[begin SUPPLIED RECORDS]

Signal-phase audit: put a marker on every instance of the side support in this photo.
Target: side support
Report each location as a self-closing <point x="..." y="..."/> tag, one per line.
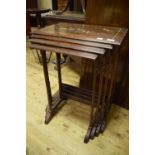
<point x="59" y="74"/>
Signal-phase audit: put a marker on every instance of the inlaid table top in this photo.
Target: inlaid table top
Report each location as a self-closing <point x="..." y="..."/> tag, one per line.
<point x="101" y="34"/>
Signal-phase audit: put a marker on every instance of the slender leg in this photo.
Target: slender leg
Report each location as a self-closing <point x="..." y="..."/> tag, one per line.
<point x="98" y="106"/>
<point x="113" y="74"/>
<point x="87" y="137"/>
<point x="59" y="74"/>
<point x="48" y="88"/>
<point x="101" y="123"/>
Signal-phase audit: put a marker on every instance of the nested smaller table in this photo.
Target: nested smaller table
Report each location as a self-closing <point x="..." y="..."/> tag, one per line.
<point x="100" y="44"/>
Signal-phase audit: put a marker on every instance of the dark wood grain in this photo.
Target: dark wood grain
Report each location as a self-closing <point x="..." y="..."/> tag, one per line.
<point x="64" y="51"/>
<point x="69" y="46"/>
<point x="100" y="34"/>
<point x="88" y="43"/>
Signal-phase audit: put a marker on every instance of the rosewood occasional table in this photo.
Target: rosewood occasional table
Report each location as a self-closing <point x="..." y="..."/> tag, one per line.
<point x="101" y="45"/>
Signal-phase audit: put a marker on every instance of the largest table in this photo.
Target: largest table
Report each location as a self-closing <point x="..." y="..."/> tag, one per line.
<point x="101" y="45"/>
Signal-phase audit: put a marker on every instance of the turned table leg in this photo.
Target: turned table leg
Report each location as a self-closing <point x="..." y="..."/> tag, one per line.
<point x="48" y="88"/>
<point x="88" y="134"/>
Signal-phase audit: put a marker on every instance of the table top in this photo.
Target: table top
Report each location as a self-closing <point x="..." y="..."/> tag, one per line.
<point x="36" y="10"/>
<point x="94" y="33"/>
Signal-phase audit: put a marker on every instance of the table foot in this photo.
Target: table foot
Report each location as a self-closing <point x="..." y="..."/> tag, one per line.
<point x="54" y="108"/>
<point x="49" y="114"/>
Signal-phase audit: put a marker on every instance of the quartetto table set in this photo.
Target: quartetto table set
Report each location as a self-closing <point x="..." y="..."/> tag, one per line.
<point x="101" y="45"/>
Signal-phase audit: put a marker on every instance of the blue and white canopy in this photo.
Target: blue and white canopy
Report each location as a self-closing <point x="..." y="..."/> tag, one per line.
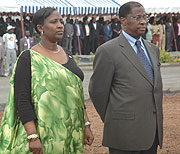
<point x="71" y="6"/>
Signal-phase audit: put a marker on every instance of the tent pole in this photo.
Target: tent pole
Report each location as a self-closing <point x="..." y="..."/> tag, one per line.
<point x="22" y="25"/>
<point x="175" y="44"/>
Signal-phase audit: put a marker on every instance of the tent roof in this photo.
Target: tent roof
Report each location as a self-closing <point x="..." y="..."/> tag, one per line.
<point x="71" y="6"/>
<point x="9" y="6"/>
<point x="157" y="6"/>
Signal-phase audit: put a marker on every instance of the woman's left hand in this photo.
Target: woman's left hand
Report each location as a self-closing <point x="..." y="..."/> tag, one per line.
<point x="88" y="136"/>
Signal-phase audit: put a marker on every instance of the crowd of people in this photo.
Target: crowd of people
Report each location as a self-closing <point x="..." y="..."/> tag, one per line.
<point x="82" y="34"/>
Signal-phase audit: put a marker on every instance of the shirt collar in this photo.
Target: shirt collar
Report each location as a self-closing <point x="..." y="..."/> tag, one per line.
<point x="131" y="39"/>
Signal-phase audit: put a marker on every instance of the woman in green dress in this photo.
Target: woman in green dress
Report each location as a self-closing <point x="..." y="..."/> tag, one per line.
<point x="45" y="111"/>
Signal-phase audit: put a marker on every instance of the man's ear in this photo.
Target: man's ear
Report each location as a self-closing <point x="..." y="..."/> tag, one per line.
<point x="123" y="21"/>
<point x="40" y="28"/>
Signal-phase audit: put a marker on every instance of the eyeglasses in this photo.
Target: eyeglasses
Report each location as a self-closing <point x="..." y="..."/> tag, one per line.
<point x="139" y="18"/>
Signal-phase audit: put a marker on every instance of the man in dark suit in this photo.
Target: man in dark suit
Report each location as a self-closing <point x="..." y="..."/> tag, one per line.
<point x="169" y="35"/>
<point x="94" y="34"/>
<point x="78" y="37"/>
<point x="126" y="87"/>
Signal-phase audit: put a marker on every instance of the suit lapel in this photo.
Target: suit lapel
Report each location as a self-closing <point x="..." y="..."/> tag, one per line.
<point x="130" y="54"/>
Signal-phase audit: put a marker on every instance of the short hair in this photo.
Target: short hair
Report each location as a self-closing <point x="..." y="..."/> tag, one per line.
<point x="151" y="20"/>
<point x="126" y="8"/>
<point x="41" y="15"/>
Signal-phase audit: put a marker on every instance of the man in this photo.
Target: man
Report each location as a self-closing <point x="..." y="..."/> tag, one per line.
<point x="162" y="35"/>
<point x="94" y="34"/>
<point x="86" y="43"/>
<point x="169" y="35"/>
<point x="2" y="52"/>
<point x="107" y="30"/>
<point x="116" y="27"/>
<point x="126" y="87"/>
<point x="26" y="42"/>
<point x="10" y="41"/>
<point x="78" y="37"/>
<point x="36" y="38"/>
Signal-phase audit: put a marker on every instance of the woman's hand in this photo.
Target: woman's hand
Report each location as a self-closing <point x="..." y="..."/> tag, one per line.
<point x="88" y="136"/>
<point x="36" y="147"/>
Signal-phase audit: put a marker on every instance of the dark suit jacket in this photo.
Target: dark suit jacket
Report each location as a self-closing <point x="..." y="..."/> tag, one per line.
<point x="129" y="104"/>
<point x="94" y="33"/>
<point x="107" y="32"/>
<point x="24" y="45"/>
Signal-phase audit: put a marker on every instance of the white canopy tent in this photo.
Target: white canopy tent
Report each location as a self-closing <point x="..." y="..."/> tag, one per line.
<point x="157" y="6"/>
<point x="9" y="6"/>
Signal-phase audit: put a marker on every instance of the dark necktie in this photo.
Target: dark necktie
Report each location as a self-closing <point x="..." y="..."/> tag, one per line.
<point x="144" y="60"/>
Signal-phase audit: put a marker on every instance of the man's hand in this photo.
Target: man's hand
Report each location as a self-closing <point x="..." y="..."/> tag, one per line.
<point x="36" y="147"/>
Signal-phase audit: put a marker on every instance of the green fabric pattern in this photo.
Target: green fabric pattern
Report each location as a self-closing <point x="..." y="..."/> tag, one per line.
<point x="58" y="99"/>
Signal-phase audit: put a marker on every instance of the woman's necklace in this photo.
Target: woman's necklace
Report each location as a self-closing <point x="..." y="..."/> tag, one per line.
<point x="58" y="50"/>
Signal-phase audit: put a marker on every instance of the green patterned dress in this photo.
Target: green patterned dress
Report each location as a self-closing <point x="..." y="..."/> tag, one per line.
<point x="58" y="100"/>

[end SUPPLIED RECORDS]

**TASK BRIEF**
Write out the listing word for word, omitting the pictures it holds.

**SOLUTION TO THIS EXERCISE**
Signal-phase audit: put a marker on every instance of the side support in this photo.
Target: side support
Report each location as a self-closing <point x="..." y="..."/> tag, one per line.
<point x="59" y="74"/>
Signal-phase audit: put a marker on every instance of the inlaid table top in this photo.
Target: inlaid table top
Report each location as a self-closing <point x="..." y="..."/> tag, one per line.
<point x="101" y="34"/>
Signal-phase audit: put a marker on every instance of the slender leg in this photo.
Target: slender leg
Report each location as a self-closing <point x="..." y="..."/> tag, one per line.
<point x="98" y="106"/>
<point x="113" y="74"/>
<point x="87" y="137"/>
<point x="59" y="74"/>
<point x="48" y="88"/>
<point x="101" y="123"/>
Signal-phase audit: put a marker on every instance of the nested smaller table in this photo.
Target: nested smaller table
Report each location as a self-closing <point x="..." y="..."/> tag, one per line.
<point x="100" y="44"/>
Signal-phase audit: put a marker on every instance of the dark wood grain in this photo.
Target: dark wood grain
Report each location as a self-closing <point x="..." y="..."/> tag, one per line.
<point x="64" y="51"/>
<point x="69" y="46"/>
<point x="100" y="34"/>
<point x="88" y="43"/>
Signal-phase audit: put a marker on every instance of the rosewood occasional table in this photo.
Target: rosewood occasional table
Report each location as a self-closing <point x="..." y="..."/> tag, one per line.
<point x="101" y="45"/>
Signal-phase audit: put a marker on every instance of the largest table in this photo.
Target: largest table
Report each location as a self-closing <point x="..." y="..."/> tag, one per line.
<point x="101" y="45"/>
Signal-phase audit: put a marker on every instance of the turned table leg in this photo.
Target: turned table leg
Report each location as a self-closing <point x="..." y="..."/> tag, one per line.
<point x="48" y="88"/>
<point x="88" y="134"/>
Signal-phase audit: put a marker on every instance of the table top in this photo.
Target: table top
Report each location as a self-closing <point x="..." y="..."/> tag, one per line.
<point x="36" y="10"/>
<point x="94" y="33"/>
Signal-phase audit: put a marker on every instance of the table foot in this photo.
Target: table foot
Report each location as a self-closing <point x="..." y="..."/> tag, one per line.
<point x="54" y="108"/>
<point x="49" y="114"/>
Signal-phase audit: put a marker on every instance of the quartetto table set in this photo.
Target: quartetto table set
Report each location as a self-closing <point x="..." y="..."/> tag, one per line.
<point x="101" y="45"/>
Signal-phase audit: put a marker on every instance of the blue and white canopy in this photo.
Target: blue and white canopy
Report each location as a self-closing <point x="..." y="..."/> tag, one per line.
<point x="71" y="6"/>
Signal-phase audit: put a marker on every instance of the tent pole in this photo.
Target: tent pole
Report each location as a self-closing <point x="..." y="..."/> tag, one per line.
<point x="22" y="25"/>
<point x="175" y="44"/>
Signal-phase audit: put a marker on every instance of the tent roof in this photo.
Target: tent roof
Report each location as a self-closing <point x="..." y="..."/> tag, one per line.
<point x="71" y="6"/>
<point x="9" y="6"/>
<point x="157" y="6"/>
Signal-phase audit: put a marker on every instance of the woman's left hand in this photo.
Target: woman's left hand
Report each location as a self-closing <point x="..." y="..."/> tag, one per line.
<point x="88" y="136"/>
Signal-phase audit: put a marker on every instance of the crowd of people in this photo.
Target: crowd of people
Report each location as a self-closing <point x="..." y="..."/> tag, one per line.
<point x="82" y="34"/>
Signal-phase audit: put a marker on every instance of the shirt collar in this photo.
Target: shirt collar
Report each location as a self-closing <point x="..." y="..."/> tag, one per line.
<point x="131" y="39"/>
Signal-phase audit: put a marker on every instance of the woman in green dress in this photo.
Target: woman in green dress
Report each location as a self-closing <point x="..." y="..."/> tag, one per line.
<point x="45" y="111"/>
Signal-phase audit: put a marker on every instance of the man's ear in this photo.
Target: man's ear
Report each location as a self-closing <point x="..." y="..."/> tag, one per line.
<point x="123" y="21"/>
<point x="40" y="28"/>
Signal-phase audit: put a marker on every instance of the eyeglasses in this photo.
Target: eyeglasses
Report each location as a self-closing <point x="..." y="..."/> tag, one per line.
<point x="139" y="18"/>
Signal-phase audit: put a marker on every instance of the man in dark suit in this photo.
Target: man in dark suit
Report each location as a self-closing <point x="..." y="..."/> tag, one per line.
<point x="169" y="35"/>
<point x="94" y="34"/>
<point x="78" y="37"/>
<point x="126" y="87"/>
Signal-phase audit: put a marker on every instance of the suit lapel in this photo.
Target: suit lapel
Report each location as a self-closing <point x="..." y="..."/> tag, one per line.
<point x="130" y="54"/>
Signal-phase audit: put a marker on every instance of the short hair in this photo.
Target: short hair
Report each location as a self-closing <point x="..." y="..."/> tag, one per line.
<point x="151" y="20"/>
<point x="126" y="8"/>
<point x="41" y="15"/>
Signal-phase audit: put a marker on every instance of the man in this photo.
Target: man
Report each location as a self-closing <point x="..." y="..."/> tag, one per line.
<point x="162" y="35"/>
<point x="94" y="34"/>
<point x="86" y="43"/>
<point x="169" y="35"/>
<point x="2" y="52"/>
<point x="107" y="30"/>
<point x="116" y="27"/>
<point x="126" y="87"/>
<point x="26" y="42"/>
<point x="10" y="41"/>
<point x="78" y="37"/>
<point x="36" y="38"/>
Signal-phase audit: put a marker on every instance of the woman's hand in this photo.
Target: woman's hand
Report each location as a self-closing <point x="..." y="..."/> tag, one per line.
<point x="88" y="136"/>
<point x="36" y="147"/>
Signal-phase audit: put a marker on every instance of the dark suit jacket in this photo.
Target: dark suit jacket
Report each location as a self-closing <point x="..." y="..."/> tag, one per line.
<point x="129" y="104"/>
<point x="94" y="33"/>
<point x="107" y="32"/>
<point x="24" y="45"/>
Signal-phase audit: put a marker on every instance of the white canopy tent in this photo.
Target: white canopy tent
Report each location as a self-closing <point x="..." y="..."/> tag, one per line.
<point x="157" y="6"/>
<point x="9" y="6"/>
Signal-phase audit: put a marker on every instance of the dark necktie in this photo.
Target: dark necktie
Report each location as a self-closing <point x="..." y="..."/> tag, one per line.
<point x="144" y="60"/>
Signal-phase audit: put a marker on every instance of the man's hand in this photo.
Target: man's hand
Report each location as a self-closing <point x="..." y="..."/> tag, one per line.
<point x="36" y="147"/>
Signal-phase audit: put a marker on every instance of the green fabric pattern in this photo.
Target: green fabric pattern
Report each location as a self-closing <point x="..." y="..."/> tag, one per line.
<point x="58" y="99"/>
Signal-phase audit: put a marker on every instance of the woman's necklace in this photo.
Target: woman's necklace
Report each location as a self-closing <point x="..." y="..."/> tag, one per line.
<point x="58" y="50"/>
Signal-phase audit: put a marker on every instance of the green patterned dress in this photo.
Target: green patterned dress
Report each location as a self-closing <point x="..." y="..."/> tag, one per line.
<point x="58" y="100"/>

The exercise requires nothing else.